-- Material for this exercise start --

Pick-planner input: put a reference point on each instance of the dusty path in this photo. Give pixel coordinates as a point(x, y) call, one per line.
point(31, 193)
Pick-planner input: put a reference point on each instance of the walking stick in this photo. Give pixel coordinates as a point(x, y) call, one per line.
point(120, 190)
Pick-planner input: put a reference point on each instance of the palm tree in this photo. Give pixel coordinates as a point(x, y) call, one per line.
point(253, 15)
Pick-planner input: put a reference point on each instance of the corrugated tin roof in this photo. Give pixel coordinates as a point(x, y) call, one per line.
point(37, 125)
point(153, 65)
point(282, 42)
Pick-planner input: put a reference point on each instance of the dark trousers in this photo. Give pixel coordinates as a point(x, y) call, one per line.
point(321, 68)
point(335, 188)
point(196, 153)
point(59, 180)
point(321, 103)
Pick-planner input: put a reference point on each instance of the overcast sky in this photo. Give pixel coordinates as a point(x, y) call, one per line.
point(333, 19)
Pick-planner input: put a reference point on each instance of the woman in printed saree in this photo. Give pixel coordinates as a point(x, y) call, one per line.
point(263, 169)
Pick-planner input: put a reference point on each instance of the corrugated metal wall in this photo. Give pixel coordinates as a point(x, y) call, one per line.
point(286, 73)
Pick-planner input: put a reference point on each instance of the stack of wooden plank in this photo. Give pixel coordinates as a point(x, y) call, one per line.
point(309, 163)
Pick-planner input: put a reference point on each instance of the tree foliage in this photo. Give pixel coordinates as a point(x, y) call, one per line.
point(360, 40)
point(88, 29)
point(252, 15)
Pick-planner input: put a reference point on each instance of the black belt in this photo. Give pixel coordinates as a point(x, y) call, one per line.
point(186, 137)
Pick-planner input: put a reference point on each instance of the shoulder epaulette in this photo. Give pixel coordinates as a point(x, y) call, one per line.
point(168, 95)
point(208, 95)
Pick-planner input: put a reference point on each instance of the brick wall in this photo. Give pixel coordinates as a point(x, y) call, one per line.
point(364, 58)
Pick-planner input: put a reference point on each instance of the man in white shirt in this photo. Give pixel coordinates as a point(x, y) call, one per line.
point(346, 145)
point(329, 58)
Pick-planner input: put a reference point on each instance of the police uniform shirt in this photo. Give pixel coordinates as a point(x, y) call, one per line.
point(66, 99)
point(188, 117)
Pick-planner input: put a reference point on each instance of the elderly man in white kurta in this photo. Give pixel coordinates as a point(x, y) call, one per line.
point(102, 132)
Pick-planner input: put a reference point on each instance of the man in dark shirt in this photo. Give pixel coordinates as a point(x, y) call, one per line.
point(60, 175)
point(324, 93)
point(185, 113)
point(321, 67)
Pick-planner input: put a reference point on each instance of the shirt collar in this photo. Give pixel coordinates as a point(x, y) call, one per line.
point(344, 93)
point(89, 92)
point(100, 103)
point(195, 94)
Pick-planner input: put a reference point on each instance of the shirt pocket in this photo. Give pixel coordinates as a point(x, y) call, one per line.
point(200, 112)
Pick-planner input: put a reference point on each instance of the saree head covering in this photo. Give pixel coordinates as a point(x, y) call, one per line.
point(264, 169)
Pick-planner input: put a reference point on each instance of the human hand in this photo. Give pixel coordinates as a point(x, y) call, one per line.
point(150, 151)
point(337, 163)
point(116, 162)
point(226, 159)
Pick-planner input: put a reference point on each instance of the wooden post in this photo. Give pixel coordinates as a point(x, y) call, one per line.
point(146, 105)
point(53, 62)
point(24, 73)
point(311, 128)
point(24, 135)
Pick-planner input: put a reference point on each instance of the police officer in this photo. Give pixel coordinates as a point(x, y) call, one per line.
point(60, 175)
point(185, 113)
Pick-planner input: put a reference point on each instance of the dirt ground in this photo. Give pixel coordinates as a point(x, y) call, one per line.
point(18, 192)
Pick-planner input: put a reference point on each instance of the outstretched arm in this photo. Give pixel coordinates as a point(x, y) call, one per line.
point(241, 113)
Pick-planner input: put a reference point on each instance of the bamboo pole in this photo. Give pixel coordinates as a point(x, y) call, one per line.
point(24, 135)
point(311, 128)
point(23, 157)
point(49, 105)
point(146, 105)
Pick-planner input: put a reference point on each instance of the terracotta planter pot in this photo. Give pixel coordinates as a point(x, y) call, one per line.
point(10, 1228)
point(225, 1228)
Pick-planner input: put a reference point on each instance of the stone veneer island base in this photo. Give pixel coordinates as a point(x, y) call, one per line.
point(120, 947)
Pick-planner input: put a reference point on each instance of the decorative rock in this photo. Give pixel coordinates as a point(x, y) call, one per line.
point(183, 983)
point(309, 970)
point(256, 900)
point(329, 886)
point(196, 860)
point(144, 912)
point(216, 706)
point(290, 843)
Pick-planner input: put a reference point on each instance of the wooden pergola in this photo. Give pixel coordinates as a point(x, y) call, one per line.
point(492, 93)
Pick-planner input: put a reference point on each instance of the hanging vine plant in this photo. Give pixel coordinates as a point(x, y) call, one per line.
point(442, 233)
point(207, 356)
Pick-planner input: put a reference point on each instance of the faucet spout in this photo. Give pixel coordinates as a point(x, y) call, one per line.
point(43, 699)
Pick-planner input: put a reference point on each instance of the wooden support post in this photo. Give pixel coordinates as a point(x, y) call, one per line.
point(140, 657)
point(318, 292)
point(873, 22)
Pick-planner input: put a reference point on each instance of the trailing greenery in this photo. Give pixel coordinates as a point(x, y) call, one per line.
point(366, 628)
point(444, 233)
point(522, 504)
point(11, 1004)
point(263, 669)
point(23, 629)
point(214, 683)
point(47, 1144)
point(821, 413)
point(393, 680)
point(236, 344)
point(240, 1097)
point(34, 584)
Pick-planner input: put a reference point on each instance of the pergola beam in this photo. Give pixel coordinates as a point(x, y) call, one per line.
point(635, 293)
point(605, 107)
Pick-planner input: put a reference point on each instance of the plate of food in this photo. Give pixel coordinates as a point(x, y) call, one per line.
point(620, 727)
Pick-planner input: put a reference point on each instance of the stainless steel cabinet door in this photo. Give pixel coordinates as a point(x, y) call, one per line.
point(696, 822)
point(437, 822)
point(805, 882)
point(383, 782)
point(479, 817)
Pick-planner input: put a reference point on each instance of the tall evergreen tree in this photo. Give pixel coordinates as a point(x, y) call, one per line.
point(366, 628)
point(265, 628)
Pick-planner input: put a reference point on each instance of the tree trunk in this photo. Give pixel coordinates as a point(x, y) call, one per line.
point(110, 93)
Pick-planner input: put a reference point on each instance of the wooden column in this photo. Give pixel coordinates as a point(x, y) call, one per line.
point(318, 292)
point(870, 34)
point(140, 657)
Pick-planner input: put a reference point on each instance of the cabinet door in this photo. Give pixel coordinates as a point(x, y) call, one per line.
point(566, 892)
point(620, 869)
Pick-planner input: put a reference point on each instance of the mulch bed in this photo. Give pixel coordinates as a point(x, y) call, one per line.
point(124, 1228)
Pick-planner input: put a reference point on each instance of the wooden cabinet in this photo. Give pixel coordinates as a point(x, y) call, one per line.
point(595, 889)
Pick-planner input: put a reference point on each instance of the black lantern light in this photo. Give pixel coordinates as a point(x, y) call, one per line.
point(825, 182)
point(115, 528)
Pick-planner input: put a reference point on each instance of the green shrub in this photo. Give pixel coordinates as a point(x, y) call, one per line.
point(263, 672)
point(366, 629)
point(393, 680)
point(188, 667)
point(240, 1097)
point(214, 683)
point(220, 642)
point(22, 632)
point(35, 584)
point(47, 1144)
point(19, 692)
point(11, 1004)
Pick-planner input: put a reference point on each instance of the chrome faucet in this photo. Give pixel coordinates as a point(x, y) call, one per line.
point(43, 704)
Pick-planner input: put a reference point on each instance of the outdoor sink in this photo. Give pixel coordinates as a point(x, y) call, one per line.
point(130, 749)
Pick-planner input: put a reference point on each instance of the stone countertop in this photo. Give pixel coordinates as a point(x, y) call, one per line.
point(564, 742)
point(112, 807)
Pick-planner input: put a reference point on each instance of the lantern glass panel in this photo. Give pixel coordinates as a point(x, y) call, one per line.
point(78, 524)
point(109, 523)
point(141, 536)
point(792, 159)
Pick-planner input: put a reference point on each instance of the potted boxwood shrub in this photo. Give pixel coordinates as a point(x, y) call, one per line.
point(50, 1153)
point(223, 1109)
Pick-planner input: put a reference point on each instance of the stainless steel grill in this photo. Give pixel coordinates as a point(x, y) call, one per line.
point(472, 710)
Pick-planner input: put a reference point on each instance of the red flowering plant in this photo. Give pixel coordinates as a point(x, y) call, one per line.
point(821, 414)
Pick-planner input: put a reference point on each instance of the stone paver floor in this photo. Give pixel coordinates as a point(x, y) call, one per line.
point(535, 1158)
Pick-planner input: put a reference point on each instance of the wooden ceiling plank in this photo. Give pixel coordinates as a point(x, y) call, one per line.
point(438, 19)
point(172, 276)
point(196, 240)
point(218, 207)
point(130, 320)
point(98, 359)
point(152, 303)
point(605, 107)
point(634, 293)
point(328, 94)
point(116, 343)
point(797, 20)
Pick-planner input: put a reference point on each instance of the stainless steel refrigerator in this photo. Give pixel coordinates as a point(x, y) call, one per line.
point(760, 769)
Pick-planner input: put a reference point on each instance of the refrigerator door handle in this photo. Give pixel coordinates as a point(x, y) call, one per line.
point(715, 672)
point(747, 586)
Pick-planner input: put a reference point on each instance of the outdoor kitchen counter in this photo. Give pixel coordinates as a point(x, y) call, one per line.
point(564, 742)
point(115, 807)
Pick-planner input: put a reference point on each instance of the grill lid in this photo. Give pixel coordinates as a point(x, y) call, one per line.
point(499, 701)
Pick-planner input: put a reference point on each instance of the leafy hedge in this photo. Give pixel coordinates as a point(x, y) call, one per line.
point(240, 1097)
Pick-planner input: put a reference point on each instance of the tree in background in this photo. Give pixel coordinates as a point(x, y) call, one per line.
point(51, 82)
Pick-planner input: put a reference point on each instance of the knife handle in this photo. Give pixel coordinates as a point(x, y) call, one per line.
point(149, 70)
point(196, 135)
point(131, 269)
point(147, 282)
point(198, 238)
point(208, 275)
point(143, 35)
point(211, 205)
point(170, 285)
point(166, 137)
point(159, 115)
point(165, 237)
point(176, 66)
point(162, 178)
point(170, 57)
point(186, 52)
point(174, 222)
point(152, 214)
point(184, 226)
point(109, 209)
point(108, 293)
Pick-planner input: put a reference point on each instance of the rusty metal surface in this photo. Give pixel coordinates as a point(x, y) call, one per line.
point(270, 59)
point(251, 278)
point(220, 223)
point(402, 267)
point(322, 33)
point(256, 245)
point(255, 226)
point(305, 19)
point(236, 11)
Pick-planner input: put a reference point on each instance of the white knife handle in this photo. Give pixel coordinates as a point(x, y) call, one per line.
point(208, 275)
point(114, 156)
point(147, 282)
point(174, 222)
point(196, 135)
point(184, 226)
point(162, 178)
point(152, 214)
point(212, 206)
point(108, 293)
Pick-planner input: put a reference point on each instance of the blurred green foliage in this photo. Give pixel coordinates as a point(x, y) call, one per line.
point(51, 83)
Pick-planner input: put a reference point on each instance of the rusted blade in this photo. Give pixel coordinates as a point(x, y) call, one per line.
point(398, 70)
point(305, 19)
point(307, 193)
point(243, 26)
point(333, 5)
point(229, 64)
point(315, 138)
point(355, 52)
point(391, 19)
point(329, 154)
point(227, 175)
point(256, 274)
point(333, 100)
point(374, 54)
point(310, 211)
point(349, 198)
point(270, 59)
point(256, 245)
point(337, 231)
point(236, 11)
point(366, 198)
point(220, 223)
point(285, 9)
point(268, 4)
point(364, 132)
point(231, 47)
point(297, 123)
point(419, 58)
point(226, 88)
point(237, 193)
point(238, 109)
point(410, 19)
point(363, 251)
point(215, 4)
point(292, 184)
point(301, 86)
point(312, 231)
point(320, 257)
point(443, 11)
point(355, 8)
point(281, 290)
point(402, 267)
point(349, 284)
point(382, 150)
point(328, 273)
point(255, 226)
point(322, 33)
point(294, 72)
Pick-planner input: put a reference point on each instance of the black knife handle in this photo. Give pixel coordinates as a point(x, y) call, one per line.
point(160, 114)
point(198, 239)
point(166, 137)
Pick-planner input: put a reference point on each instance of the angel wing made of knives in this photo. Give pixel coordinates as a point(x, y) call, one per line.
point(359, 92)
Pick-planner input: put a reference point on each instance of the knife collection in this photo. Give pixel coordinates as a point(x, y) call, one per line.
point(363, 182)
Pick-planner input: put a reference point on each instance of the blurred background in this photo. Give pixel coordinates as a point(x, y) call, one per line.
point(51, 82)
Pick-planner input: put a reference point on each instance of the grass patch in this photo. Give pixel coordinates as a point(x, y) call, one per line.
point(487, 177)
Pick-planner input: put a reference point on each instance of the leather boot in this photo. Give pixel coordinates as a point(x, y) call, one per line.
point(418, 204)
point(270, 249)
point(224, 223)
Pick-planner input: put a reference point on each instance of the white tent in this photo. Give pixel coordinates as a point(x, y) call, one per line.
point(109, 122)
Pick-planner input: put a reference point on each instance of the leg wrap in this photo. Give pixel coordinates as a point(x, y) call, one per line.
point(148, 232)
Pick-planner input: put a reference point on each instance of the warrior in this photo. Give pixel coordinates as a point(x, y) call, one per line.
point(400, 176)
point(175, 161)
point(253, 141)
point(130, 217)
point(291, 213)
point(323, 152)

-- Material for this exercise end --

Instructions to follow
Could you rewrite every line in the stretch from the one containing "the tree foliage" through the one containing "point(186, 137)", both included, leaving each line as it stands except that 125 is added to each x and y coordinate in the points?

The result
Pick-planner input: put a reference point on each instance of the tree foliage in this photo. Give pixel coordinates as a point(x, y) call, one per line.
point(485, 165)
point(213, 154)
point(377, 140)
Pick-planner input: put a reference point on each instance of the black belt in this photo. Give pixel coordinates as a point(x, y) call, one per line.
point(311, 262)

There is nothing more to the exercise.